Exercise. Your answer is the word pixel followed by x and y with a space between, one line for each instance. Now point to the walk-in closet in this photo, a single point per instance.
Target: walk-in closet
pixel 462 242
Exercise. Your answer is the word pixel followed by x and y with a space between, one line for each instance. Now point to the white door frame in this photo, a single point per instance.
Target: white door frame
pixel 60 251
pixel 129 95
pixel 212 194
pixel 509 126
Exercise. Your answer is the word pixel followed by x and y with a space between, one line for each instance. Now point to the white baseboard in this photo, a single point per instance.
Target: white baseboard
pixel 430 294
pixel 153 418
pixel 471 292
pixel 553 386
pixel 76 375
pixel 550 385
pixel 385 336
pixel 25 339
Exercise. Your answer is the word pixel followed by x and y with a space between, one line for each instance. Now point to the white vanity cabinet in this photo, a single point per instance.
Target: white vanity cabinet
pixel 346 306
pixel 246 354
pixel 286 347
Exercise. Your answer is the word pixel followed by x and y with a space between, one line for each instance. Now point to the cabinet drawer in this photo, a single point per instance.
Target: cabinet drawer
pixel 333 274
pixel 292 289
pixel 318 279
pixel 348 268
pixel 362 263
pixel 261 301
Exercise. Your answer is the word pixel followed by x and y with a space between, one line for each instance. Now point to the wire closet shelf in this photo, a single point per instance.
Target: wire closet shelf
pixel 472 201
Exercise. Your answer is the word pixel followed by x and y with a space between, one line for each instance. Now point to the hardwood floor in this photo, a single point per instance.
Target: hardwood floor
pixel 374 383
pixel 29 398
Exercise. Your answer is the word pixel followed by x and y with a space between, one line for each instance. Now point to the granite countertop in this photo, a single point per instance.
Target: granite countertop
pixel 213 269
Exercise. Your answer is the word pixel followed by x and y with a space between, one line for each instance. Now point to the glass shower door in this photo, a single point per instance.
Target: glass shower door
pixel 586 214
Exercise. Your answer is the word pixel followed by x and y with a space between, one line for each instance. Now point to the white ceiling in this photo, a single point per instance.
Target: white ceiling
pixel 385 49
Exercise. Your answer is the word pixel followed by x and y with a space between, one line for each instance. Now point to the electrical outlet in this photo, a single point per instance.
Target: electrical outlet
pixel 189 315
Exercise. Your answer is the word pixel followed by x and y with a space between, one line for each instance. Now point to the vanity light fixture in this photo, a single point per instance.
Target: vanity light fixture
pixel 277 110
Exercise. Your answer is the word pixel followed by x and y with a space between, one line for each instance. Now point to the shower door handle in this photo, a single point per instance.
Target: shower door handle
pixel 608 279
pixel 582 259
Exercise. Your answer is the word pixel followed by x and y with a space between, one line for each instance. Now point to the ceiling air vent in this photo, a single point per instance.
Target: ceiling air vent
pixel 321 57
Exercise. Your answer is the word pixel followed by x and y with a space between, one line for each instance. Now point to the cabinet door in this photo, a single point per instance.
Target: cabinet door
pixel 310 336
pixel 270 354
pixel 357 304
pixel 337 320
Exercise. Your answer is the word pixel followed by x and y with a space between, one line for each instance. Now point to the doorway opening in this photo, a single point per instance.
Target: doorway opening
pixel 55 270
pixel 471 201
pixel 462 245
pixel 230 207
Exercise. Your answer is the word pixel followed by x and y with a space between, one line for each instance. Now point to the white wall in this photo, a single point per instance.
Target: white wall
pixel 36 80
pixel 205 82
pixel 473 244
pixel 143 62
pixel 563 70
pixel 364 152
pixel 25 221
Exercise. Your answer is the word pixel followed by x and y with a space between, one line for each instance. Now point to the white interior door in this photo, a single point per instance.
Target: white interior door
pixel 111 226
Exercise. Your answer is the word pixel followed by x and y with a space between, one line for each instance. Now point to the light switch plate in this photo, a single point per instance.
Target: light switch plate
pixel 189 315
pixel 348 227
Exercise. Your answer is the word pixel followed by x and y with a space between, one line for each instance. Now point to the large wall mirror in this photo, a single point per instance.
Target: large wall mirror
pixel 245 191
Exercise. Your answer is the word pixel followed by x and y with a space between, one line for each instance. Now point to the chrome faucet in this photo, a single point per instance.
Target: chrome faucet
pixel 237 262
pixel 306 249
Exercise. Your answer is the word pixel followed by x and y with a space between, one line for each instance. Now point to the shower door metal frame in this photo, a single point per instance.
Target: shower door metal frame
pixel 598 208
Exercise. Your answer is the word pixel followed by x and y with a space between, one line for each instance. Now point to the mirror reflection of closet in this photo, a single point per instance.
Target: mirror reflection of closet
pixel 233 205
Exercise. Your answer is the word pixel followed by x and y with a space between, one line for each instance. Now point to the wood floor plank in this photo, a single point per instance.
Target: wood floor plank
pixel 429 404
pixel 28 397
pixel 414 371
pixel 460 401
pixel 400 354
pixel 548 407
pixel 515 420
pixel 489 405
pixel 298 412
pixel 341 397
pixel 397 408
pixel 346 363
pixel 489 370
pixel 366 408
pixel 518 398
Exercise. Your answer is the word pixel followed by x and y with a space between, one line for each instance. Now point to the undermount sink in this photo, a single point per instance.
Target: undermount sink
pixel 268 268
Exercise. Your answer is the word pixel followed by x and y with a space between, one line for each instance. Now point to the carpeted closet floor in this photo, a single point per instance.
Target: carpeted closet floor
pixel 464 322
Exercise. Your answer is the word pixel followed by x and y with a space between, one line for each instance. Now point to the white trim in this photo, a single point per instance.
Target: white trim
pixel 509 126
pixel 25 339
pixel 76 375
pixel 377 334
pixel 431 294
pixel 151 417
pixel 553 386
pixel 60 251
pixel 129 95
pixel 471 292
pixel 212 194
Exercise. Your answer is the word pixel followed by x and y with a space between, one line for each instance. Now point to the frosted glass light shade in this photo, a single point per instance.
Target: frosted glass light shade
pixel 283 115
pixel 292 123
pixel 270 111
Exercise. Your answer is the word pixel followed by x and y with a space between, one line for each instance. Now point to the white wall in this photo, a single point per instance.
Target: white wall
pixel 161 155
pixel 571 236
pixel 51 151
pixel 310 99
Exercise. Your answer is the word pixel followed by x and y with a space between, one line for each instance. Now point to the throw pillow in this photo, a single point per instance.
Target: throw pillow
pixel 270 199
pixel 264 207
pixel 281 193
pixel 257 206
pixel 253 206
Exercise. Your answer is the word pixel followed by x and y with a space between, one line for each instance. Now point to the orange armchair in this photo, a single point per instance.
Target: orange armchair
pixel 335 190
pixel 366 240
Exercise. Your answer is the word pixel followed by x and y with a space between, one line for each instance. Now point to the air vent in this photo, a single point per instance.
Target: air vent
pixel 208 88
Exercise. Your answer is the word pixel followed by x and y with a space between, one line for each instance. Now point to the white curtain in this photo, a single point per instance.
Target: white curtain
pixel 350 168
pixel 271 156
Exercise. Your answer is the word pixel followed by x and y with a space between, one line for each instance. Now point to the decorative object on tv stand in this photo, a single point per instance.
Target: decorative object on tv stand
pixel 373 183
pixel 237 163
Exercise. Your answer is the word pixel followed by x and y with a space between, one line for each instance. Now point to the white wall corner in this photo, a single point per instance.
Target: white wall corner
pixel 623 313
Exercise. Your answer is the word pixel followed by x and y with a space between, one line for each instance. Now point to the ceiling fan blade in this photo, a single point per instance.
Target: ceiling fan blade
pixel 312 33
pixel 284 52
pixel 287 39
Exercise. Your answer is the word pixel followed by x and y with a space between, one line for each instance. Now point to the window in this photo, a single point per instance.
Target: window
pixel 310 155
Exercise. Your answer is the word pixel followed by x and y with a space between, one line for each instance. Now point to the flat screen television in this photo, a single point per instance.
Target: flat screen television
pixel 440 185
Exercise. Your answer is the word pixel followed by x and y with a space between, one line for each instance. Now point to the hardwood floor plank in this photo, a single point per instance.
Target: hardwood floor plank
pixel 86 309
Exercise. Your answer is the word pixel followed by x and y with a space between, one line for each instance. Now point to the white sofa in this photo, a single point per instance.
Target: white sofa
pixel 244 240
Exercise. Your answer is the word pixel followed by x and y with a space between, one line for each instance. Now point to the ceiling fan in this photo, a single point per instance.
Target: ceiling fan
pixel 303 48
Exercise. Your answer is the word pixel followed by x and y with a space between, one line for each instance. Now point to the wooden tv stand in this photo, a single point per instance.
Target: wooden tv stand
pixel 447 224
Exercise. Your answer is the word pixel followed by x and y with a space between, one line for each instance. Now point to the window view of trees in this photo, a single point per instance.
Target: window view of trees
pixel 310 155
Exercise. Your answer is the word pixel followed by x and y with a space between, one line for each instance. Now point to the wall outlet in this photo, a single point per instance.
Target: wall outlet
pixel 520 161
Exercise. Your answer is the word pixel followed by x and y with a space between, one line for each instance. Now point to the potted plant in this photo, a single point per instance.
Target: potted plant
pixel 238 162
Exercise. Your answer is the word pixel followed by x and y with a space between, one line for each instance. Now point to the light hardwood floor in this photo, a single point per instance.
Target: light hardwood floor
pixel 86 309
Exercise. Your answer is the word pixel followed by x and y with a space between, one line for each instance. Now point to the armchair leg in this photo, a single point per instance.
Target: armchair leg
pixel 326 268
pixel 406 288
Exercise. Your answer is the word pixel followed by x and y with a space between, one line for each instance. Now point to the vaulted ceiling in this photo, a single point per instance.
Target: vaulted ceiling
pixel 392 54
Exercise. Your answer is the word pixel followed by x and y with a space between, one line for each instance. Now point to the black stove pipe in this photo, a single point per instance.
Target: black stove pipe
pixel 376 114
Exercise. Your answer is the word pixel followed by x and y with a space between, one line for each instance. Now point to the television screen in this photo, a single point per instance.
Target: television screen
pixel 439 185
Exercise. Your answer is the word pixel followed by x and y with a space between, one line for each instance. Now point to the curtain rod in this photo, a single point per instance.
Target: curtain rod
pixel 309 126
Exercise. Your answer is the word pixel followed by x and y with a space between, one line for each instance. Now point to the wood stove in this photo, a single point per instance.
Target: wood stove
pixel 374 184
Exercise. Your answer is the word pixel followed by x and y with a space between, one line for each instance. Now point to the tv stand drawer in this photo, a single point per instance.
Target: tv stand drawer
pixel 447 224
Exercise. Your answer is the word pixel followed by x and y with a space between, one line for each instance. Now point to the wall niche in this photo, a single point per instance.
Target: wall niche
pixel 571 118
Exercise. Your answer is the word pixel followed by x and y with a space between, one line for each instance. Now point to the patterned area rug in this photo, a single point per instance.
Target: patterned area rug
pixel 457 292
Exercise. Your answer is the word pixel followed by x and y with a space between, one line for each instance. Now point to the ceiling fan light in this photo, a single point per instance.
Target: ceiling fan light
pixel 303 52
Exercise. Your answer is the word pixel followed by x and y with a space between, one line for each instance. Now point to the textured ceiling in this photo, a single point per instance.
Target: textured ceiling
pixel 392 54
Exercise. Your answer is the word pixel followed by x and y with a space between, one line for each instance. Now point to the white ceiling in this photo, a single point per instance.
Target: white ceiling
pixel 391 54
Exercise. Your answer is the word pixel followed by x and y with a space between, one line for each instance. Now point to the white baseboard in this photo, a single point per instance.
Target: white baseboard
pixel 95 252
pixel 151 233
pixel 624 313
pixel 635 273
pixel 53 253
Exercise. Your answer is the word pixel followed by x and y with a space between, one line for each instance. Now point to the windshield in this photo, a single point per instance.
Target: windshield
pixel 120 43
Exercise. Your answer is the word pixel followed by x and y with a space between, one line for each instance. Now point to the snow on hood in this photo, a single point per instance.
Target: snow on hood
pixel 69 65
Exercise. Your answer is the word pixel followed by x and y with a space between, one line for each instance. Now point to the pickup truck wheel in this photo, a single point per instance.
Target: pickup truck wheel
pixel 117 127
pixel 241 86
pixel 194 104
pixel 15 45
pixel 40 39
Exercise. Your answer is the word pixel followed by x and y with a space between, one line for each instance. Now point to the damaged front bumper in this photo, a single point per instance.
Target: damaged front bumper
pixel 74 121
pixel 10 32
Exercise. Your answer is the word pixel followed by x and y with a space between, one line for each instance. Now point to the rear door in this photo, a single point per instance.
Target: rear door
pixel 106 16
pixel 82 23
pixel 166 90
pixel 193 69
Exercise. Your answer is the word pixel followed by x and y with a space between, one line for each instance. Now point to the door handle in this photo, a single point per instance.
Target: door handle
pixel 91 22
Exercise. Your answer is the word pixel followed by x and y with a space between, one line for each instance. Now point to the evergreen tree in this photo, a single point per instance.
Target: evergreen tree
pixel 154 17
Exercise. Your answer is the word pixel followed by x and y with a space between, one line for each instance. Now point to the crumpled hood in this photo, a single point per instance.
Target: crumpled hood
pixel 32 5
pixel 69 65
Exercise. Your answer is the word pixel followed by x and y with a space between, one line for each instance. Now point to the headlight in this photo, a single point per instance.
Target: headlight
....
Exactly reproduce the lines beginning with the one that contains "to the crumpled" and ending with the last line of the material, both included. Leave out everything else.

**Solution to this problem:**
Exercise. Your answer is the word pixel followed by x and y with a space between, one line for each instance. Now point to the crumpled hood in this photo, a single point per instance.
Target: crumpled hood
pixel 32 5
pixel 69 65
Exercise. Your answer is the word pixel followed by x and y with a space between, one line for each instance. Now point to the headlight in this photo, a single point per instance.
Target: headlight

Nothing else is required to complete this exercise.